OBJETIVO DE LA TAREA » Reproduce todas las entradas siguientes línea por línea, sin cambiar ni una sola letra.

Datos de etiquetado por coordenadas:

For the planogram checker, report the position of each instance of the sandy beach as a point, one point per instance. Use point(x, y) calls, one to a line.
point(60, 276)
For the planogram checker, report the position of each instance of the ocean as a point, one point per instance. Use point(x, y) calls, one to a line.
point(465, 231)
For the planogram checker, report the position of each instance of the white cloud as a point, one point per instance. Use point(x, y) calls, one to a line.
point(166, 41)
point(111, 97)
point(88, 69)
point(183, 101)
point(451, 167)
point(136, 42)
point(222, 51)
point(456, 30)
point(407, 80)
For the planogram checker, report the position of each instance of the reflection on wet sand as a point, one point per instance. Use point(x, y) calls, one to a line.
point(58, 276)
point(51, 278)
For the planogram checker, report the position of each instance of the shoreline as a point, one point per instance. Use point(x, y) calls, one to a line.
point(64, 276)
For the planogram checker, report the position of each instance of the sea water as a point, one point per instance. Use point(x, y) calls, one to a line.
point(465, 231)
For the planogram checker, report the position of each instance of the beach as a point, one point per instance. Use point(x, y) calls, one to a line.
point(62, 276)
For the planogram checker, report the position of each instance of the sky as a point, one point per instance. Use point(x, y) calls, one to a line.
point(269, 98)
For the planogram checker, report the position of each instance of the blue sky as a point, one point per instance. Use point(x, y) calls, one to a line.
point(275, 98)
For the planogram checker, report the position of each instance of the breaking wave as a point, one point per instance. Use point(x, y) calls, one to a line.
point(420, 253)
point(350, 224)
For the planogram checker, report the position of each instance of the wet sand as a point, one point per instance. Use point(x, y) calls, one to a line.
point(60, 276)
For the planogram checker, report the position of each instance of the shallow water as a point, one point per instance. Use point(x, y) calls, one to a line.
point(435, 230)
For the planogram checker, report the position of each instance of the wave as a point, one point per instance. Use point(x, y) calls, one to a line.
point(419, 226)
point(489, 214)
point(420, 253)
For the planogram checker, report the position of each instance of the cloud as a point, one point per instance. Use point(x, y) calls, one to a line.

RESPUESTA DEL EJERCICIO »
For the planogram checker, report the position of each instance of the sandy beach as a point, one point per instance. Use point(x, y) calls, one to a line.
point(60, 276)
For the planogram checker, report the position of each instance of the ocean as a point, one point per instance. Use point(x, y) calls, one to a line.
point(465, 231)
For the planogram checker, report the position of each instance of the white cloud as a point, one point per instance. Use point(x, y) calls, one to a line.
point(166, 41)
point(111, 97)
point(88, 69)
point(183, 101)
point(451, 167)
point(136, 42)
point(222, 51)
point(456, 30)
point(407, 80)
For the planogram checker, report the position of each instance of the reflection on wet sand as a point, one point per instance. Use point(x, y) calls, one to a line.
point(58, 276)
point(51, 278)
For the planogram checker, report the position of each instance of the shoreline as a point, one point per instance. Use point(x, y) calls, one to a line.
point(64, 276)
For the planogram checker, report the position of each instance of the sea water as a point, one point per instance. Use point(x, y) calls, one to a line.
point(465, 231)
For the planogram checker, report the position of each instance of the beach as a point, one point per instance. Use point(x, y) calls, one to a line.
point(62, 276)
For the planogram checker, report the position of each instance of the sky as a point, one point per instance. Use point(x, y) calls, one to a line.
point(269, 98)
For the planogram checker, report the position of each instance of the blue sky as a point, one point per instance. Use point(x, y) calls, one to a line.
point(275, 98)
For the planogram checker, report the position of each instance of the breaking wave as a point, one point per instance. Use point(x, y) calls, one to a line.
point(420, 253)
point(350, 224)
For the planogram checker, report the position of each instance of the wet sand as a point, one point per instance. Use point(x, y) calls, one to a line.
point(60, 276)
For the planogram checker, report the position of each instance of the shallow water as a point, one point per instance. Use point(x, y) calls, one to a line.
point(435, 230)
For the planogram checker, report the position of each instance of the wave as a point, one point per instance. Use point(x, y) calls, one to a line.
point(419, 226)
point(489, 214)
point(420, 253)
For the planogram checker, report the position of each instance of the cloud as a point, one point per instance. Use point(x, y) calls, one to a line.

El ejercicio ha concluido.